Problem requirements: Continue the Spark bug report on inconsistent column dropping from the point where it stops.

═════ Text section ═════

You are viewing a plain text version of this content. The canonical link for it is here.
Posted to issues@spark.apache.org by "Marco Gaido (JIRA)" <ji...@apache.org> on 2018/02/08 11:58:00 UTC

[jira] [Commented] (SPARK-23041) Inconsistent `drop`ing of columns in dataframes

    [ https://issues.apache.org/jira/browse/SPARK-23041?page=com.atlassian.jira.plugin.system.issuetabpanels:comment-tabpanel&focusedCommentId=16356850#comment-16356850 ] 

Marco Gaido commented on SPARK-23041:
-------------------------------------

yes I am unable to reproduce this problem in master branch.

> Inconsistent `drop`ing of columns in dataframes
> -----------------------------------------------
>
>                 Key: SPARK-23041
>                 URL: https://issues.apache.org/jira/browse/SPARK-23041
>             Project: Spark
>          Issue Type: Bug
>          Components: SQL
>    Affects Versions: 2.2.0
>            Reporter: Christos Mantas
>            Priority: Minor
>   Original Estimate: 72h
>  Remaining Estimate: 72h
>
> There is a known bug [SPARK-13493](https://issues.apache.org/jira/browse/SPARK-13493) when reading files in JSON format with case-sensitiveness. If eg. the file contains both "test" and "TEST", Catalyst will complain on some occasions (eg. when writing to a parquet file or creating an rdd from the df) with an error like this
> org.apache.spark.sql.AnalysisException: Reference 'TEST' is ambiguous, could be: TEST#55L, TEST#57L.;
> This bug is not about that error, but a very peculiar side-effect, related to it.

═════ Stored data ═════

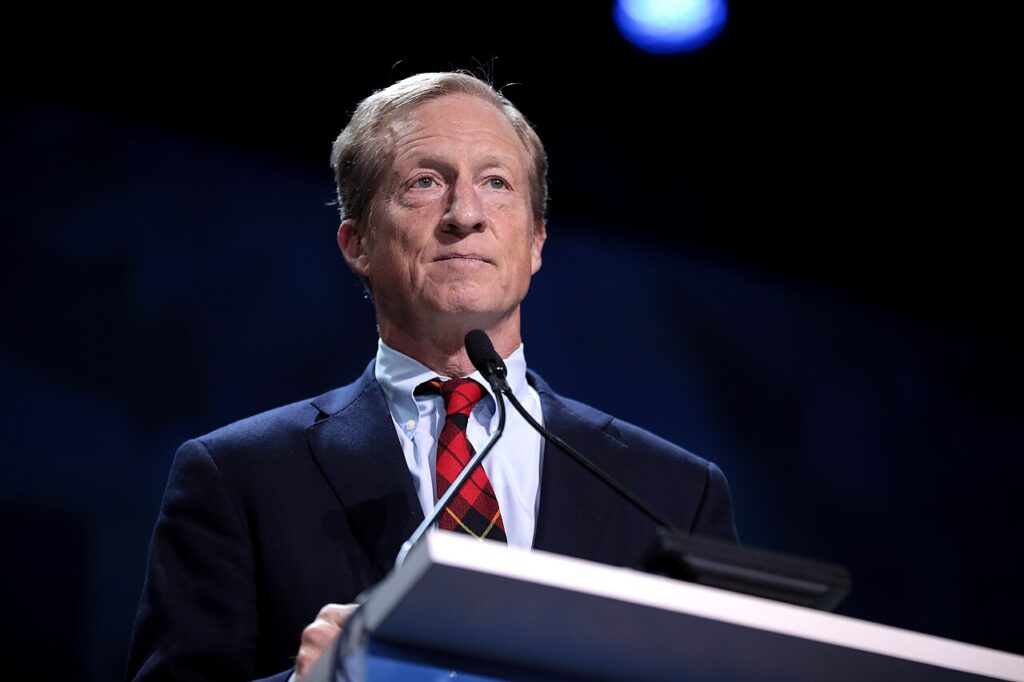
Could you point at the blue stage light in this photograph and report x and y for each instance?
(664, 27)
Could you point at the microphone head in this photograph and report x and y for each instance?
(482, 354)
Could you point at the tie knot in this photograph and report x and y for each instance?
(460, 395)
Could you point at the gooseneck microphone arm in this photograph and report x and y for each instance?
(485, 358)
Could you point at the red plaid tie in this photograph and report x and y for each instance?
(474, 507)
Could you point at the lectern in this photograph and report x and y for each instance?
(469, 610)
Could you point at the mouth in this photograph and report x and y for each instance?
(462, 257)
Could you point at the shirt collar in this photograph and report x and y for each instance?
(398, 375)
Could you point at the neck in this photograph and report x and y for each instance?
(441, 347)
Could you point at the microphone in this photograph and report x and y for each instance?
(495, 372)
(489, 364)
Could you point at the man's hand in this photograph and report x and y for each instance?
(320, 634)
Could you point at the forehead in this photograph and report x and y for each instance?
(454, 123)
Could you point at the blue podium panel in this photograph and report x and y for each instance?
(538, 615)
(380, 662)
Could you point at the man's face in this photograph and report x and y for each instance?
(452, 236)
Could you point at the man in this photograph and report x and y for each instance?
(286, 516)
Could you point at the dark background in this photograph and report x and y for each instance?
(794, 237)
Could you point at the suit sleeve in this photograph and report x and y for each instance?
(714, 516)
(198, 616)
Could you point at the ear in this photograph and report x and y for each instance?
(352, 245)
(537, 245)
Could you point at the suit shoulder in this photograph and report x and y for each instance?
(280, 429)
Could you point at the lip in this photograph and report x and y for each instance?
(463, 256)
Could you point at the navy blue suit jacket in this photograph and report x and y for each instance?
(269, 518)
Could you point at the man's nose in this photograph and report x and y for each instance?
(465, 210)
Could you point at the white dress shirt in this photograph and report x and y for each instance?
(513, 465)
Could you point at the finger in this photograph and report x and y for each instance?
(337, 613)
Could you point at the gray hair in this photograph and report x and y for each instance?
(361, 156)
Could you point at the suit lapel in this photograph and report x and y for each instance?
(356, 448)
(573, 503)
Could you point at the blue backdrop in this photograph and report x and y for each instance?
(172, 268)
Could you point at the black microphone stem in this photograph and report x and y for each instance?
(590, 466)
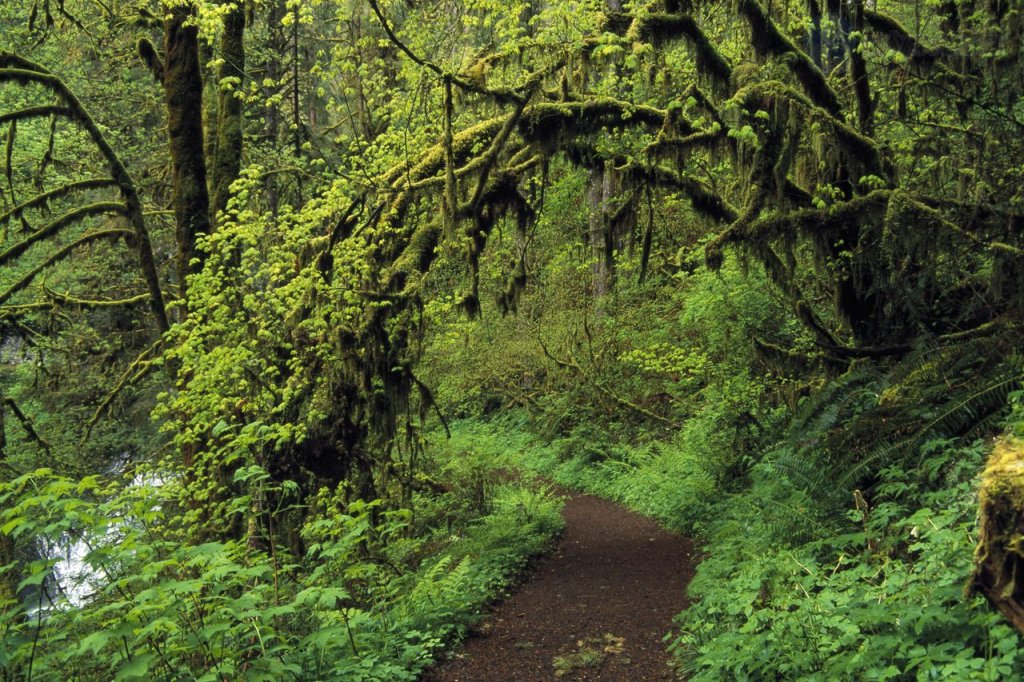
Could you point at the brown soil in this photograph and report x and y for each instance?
(596, 609)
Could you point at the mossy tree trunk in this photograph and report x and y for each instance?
(183, 95)
(998, 569)
(227, 155)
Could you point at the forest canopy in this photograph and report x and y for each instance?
(261, 258)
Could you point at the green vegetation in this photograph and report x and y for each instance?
(295, 294)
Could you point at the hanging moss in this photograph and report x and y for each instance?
(901, 40)
(658, 29)
(768, 40)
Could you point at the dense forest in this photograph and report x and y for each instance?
(306, 306)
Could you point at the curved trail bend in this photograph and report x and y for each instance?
(595, 609)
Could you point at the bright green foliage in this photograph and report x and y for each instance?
(363, 603)
(881, 599)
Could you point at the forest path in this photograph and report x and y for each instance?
(594, 609)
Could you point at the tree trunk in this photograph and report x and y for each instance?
(998, 570)
(227, 158)
(183, 95)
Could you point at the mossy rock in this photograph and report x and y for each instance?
(998, 569)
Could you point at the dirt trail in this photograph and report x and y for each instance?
(595, 609)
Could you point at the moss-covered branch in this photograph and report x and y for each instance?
(16, 69)
(768, 40)
(41, 112)
(46, 197)
(899, 39)
(59, 255)
(55, 226)
(657, 29)
(803, 222)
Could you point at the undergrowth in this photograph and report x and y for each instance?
(375, 596)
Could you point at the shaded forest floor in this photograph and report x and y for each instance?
(596, 608)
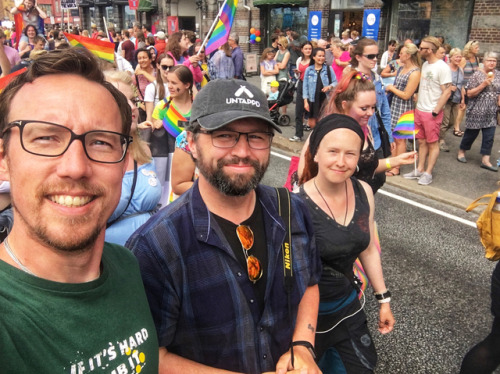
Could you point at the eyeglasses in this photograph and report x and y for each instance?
(229, 138)
(52, 140)
(245, 236)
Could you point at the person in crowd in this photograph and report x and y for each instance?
(11, 54)
(169, 119)
(160, 43)
(483, 90)
(364, 60)
(141, 189)
(128, 49)
(157, 90)
(433, 93)
(402, 91)
(302, 63)
(456, 100)
(319, 81)
(236, 55)
(342, 210)
(228, 229)
(221, 64)
(282, 60)
(145, 73)
(177, 46)
(484, 357)
(65, 164)
(26, 45)
(346, 37)
(388, 55)
(341, 58)
(268, 69)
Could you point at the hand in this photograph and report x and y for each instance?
(386, 319)
(303, 362)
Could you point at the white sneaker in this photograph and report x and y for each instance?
(425, 179)
(415, 174)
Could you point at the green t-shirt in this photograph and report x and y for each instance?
(103, 326)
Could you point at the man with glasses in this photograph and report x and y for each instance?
(433, 93)
(68, 301)
(212, 261)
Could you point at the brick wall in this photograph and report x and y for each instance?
(486, 25)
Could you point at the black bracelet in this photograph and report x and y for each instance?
(306, 344)
(382, 296)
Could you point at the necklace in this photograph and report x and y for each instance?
(346, 201)
(8, 249)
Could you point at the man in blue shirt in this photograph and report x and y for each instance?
(212, 261)
(236, 55)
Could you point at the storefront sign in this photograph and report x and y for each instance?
(314, 26)
(371, 22)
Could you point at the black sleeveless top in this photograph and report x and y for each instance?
(338, 245)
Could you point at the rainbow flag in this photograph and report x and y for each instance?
(405, 127)
(4, 81)
(102, 49)
(171, 119)
(221, 32)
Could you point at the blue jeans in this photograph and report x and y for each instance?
(487, 142)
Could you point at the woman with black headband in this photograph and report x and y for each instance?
(342, 209)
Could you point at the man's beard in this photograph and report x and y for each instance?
(238, 185)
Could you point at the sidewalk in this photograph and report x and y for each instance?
(454, 183)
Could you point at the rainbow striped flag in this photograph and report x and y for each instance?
(4, 81)
(405, 127)
(102, 49)
(221, 32)
(171, 118)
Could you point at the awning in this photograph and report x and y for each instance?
(281, 2)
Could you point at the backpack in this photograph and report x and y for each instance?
(488, 225)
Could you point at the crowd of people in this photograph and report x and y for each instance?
(228, 274)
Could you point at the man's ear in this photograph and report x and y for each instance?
(4, 165)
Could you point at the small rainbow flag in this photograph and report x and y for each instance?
(102, 49)
(405, 127)
(221, 32)
(4, 81)
(171, 118)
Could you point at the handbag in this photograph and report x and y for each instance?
(384, 136)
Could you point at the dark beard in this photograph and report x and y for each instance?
(235, 186)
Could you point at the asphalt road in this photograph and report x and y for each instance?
(440, 281)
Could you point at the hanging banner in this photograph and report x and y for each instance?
(314, 25)
(133, 4)
(371, 22)
(172, 24)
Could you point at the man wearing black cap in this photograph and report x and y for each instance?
(212, 261)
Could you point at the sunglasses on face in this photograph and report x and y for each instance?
(245, 236)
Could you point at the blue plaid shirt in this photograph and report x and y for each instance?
(202, 302)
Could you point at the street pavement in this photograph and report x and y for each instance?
(435, 268)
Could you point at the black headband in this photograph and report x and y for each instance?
(333, 122)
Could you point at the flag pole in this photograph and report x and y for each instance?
(211, 28)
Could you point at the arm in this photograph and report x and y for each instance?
(370, 259)
(183, 168)
(305, 329)
(410, 88)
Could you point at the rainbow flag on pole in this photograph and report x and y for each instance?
(221, 32)
(102, 49)
(405, 127)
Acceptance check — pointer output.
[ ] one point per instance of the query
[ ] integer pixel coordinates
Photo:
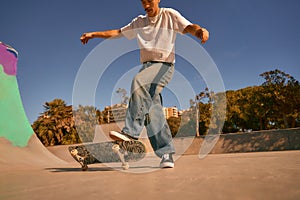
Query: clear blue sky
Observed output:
(248, 37)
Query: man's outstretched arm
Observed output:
(196, 30)
(100, 34)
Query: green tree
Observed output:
(282, 91)
(86, 120)
(55, 125)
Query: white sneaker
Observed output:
(120, 136)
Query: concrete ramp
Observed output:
(19, 145)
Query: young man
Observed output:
(156, 33)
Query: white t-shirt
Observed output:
(156, 35)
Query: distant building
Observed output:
(116, 112)
(171, 112)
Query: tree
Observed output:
(283, 97)
(56, 124)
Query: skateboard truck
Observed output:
(116, 148)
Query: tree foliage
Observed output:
(273, 105)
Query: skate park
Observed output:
(258, 165)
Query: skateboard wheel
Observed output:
(116, 148)
(125, 166)
(84, 168)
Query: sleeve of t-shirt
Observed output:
(179, 22)
(129, 30)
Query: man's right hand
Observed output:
(86, 37)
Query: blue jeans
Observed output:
(145, 104)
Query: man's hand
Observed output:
(197, 31)
(202, 34)
(86, 37)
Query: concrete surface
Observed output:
(264, 175)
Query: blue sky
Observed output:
(248, 37)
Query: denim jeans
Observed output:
(145, 107)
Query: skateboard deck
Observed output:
(107, 152)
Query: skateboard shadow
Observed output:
(95, 169)
(70, 169)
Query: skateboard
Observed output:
(107, 152)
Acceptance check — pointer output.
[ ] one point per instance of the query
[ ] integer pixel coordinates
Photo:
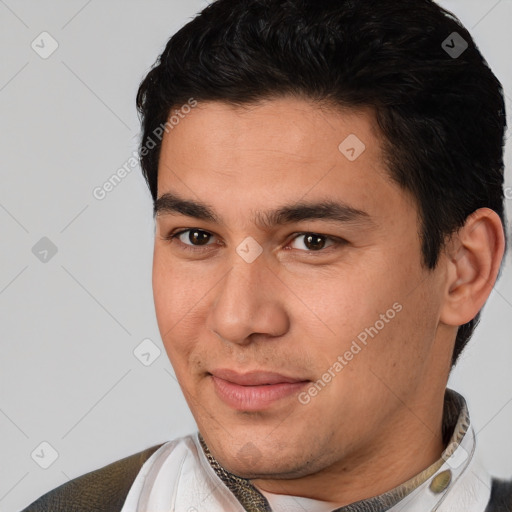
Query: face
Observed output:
(303, 332)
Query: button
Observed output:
(441, 481)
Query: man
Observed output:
(328, 194)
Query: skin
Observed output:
(377, 423)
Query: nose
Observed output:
(249, 303)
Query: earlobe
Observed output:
(474, 257)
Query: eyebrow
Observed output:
(171, 203)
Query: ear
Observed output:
(474, 256)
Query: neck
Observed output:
(404, 448)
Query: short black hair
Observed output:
(439, 107)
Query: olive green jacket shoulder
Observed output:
(106, 489)
(102, 490)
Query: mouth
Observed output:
(254, 391)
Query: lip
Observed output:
(256, 390)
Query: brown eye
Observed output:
(197, 237)
(313, 241)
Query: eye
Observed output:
(196, 240)
(315, 242)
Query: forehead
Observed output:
(276, 151)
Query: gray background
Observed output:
(71, 322)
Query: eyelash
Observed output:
(171, 237)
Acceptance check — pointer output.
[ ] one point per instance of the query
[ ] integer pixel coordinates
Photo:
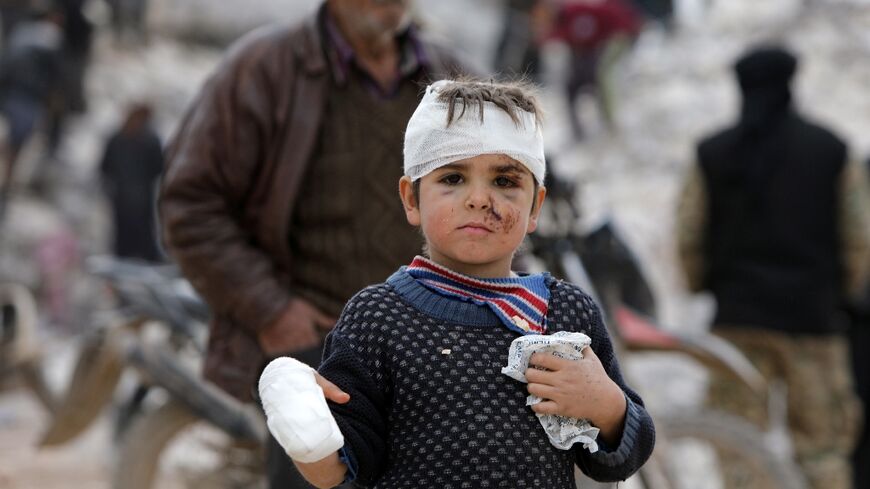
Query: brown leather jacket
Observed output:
(233, 171)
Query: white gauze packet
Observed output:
(296, 411)
(563, 431)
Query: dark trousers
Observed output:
(860, 343)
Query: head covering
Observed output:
(765, 66)
(430, 143)
(764, 74)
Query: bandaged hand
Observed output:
(578, 388)
(294, 400)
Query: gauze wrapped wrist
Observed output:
(296, 411)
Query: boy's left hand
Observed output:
(577, 389)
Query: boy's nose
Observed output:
(478, 199)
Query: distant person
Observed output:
(131, 165)
(517, 54)
(420, 399)
(598, 32)
(30, 67)
(773, 222)
(279, 197)
(11, 13)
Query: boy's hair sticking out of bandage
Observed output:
(466, 102)
(509, 97)
(429, 373)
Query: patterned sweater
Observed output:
(430, 407)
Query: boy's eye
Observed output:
(451, 179)
(503, 181)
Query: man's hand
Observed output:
(298, 328)
(577, 389)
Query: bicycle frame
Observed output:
(105, 356)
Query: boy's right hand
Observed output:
(296, 329)
(293, 397)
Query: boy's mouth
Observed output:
(476, 227)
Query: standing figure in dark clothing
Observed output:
(29, 69)
(279, 197)
(859, 340)
(131, 166)
(128, 19)
(773, 221)
(11, 13)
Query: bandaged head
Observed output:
(430, 142)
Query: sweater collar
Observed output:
(519, 303)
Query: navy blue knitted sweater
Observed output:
(423, 417)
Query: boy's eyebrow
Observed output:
(455, 166)
(511, 168)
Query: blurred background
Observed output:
(107, 67)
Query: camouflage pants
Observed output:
(823, 410)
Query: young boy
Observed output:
(415, 363)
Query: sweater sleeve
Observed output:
(616, 463)
(352, 361)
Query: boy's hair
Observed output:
(508, 96)
(511, 97)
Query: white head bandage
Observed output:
(431, 144)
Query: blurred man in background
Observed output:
(131, 165)
(30, 68)
(859, 340)
(279, 199)
(773, 221)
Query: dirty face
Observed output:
(475, 213)
(372, 18)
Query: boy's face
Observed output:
(475, 213)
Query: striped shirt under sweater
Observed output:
(430, 407)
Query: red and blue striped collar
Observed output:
(519, 302)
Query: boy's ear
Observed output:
(409, 200)
(540, 195)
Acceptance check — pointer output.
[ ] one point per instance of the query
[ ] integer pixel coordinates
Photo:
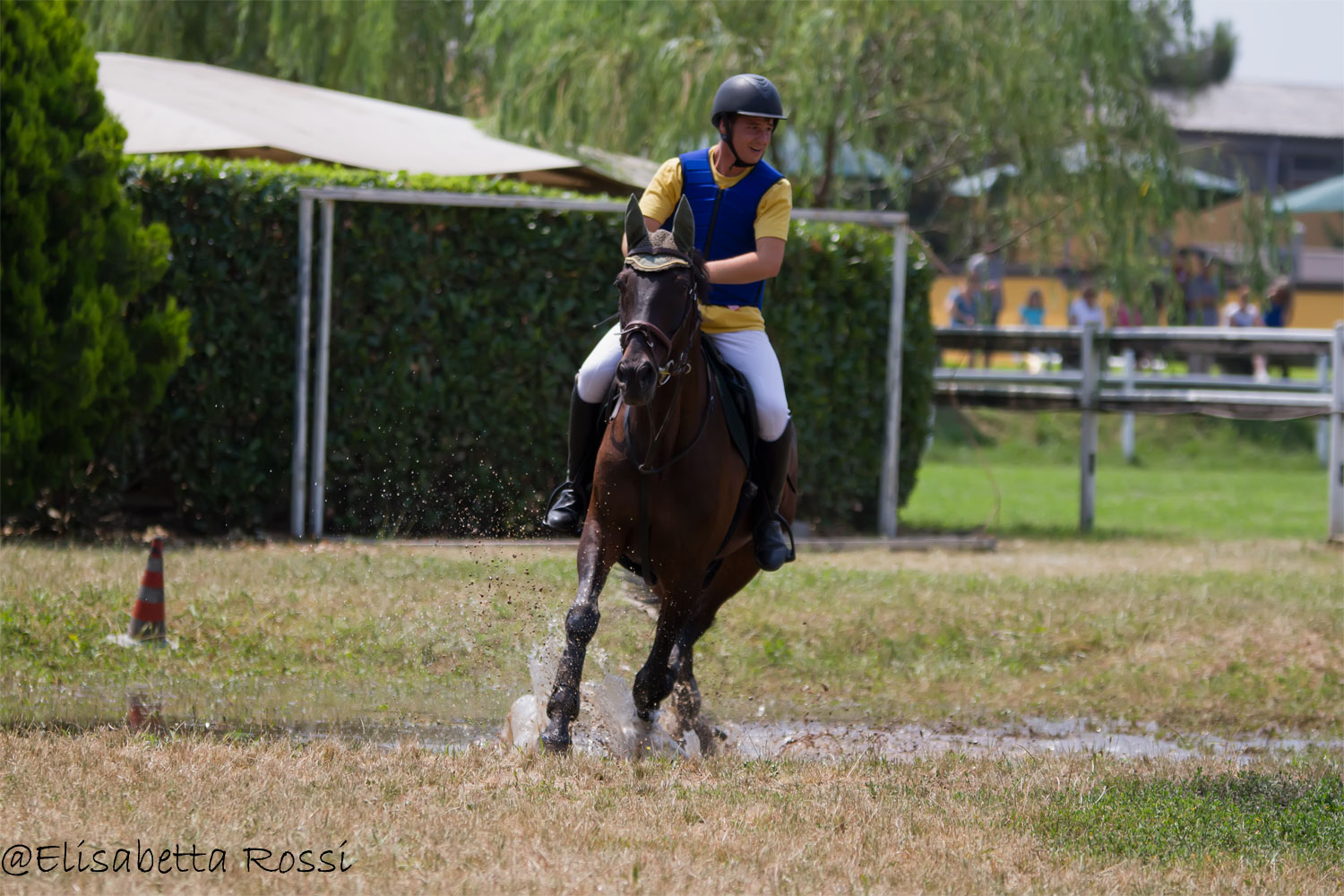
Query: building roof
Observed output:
(1238, 108)
(1325, 195)
(172, 107)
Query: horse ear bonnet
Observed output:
(661, 249)
(683, 226)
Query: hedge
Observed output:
(454, 340)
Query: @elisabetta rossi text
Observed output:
(82, 857)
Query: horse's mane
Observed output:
(701, 273)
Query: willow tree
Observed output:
(82, 355)
(1058, 91)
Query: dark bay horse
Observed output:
(667, 482)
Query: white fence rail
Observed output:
(1090, 390)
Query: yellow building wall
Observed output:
(1311, 308)
(1317, 308)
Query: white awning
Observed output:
(185, 107)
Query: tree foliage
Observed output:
(400, 50)
(80, 355)
(940, 89)
(1182, 58)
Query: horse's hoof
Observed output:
(556, 745)
(556, 737)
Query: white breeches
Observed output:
(747, 351)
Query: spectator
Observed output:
(1180, 280)
(1126, 314)
(1279, 312)
(1244, 314)
(1034, 314)
(976, 301)
(1083, 311)
(1202, 308)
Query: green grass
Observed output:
(1193, 478)
(1131, 501)
(1255, 815)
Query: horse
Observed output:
(667, 487)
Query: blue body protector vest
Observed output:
(725, 220)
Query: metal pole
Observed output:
(324, 332)
(303, 301)
(1126, 422)
(1322, 425)
(890, 484)
(1088, 441)
(1336, 468)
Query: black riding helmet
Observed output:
(745, 94)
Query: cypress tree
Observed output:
(81, 357)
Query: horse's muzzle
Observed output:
(636, 378)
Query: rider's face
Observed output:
(752, 137)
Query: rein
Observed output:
(674, 368)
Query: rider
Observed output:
(742, 209)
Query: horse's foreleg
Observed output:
(653, 683)
(594, 562)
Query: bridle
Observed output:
(655, 336)
(672, 368)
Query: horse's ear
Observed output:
(683, 228)
(634, 230)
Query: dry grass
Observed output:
(1228, 637)
(494, 821)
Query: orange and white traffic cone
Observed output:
(147, 618)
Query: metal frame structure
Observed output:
(1089, 392)
(311, 478)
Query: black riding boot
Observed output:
(569, 503)
(773, 544)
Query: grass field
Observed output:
(1193, 478)
(1177, 632)
(489, 821)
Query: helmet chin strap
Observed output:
(726, 139)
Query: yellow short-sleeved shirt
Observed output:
(660, 201)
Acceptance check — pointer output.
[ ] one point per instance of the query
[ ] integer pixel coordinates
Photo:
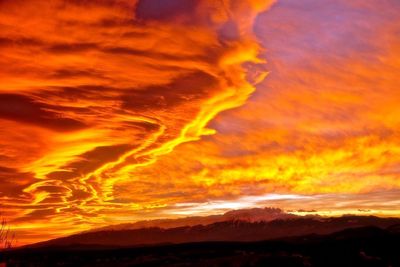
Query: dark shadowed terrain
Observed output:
(374, 245)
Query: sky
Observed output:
(114, 111)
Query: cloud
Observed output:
(94, 90)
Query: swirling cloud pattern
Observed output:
(117, 110)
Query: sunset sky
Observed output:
(115, 111)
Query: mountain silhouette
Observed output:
(231, 230)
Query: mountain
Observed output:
(249, 215)
(231, 230)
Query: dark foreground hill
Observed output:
(365, 246)
(234, 230)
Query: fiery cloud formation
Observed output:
(110, 109)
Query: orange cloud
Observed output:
(94, 90)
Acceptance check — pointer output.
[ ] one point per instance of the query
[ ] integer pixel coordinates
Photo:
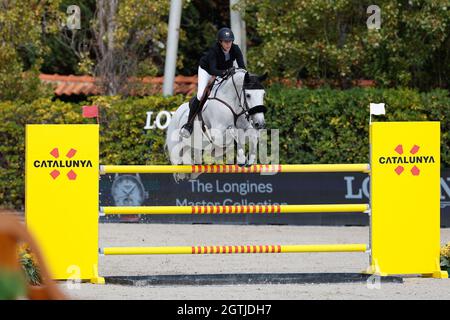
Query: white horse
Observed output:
(233, 113)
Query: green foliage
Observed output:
(330, 40)
(316, 126)
(23, 24)
(30, 269)
(12, 285)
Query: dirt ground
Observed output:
(172, 235)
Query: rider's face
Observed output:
(226, 45)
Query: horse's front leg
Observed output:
(253, 136)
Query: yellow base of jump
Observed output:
(241, 249)
(257, 168)
(256, 209)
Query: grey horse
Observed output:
(233, 113)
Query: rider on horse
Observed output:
(218, 61)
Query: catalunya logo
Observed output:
(56, 164)
(412, 160)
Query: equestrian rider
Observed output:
(217, 61)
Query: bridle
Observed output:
(246, 110)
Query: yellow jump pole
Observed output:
(235, 249)
(259, 168)
(294, 208)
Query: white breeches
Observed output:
(203, 78)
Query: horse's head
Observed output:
(254, 92)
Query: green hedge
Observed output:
(316, 126)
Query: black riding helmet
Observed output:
(225, 34)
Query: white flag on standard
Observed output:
(377, 108)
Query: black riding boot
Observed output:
(186, 130)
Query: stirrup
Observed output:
(186, 130)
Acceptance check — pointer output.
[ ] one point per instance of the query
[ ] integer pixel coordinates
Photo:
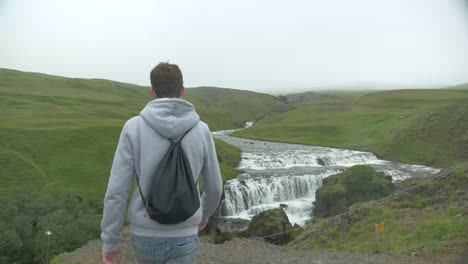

═════

Response for this exercise:
> In short, in cases like the above, dropping the offending columns does not have any effect.
> It's very easy to replicate:
> Here is a PySpark snippet illustrating it:
> {code:javascript}
> import pyspark
> from pyspark.sql import SparkSession
> sc = pyspark.SparkContext('local[*]')
> spark = SparkSession(sc)
> fname = '/tmp/test.json'
> with open(fname, "w") as text_file:
>     text_file.write("{\"test\":1, \"cool\": 3}\n{\"TEST\": 2, \"cool\": 4}")
> df = spark.read.json(fname)
> df_d = df.drop("test").drop("TEST")
> print(df_d.schema.names)
> df_d.rdd
> {code}
> This will print ['cool'], but will also produce the aforementioned exception, meaning that it tries to make sense of columns that have actually been dropped.
> Same happens when eg. you try to save the dataframe in a parquet file.



--
This message was sent by Atlassian JIRA
(v7.6.3#76005)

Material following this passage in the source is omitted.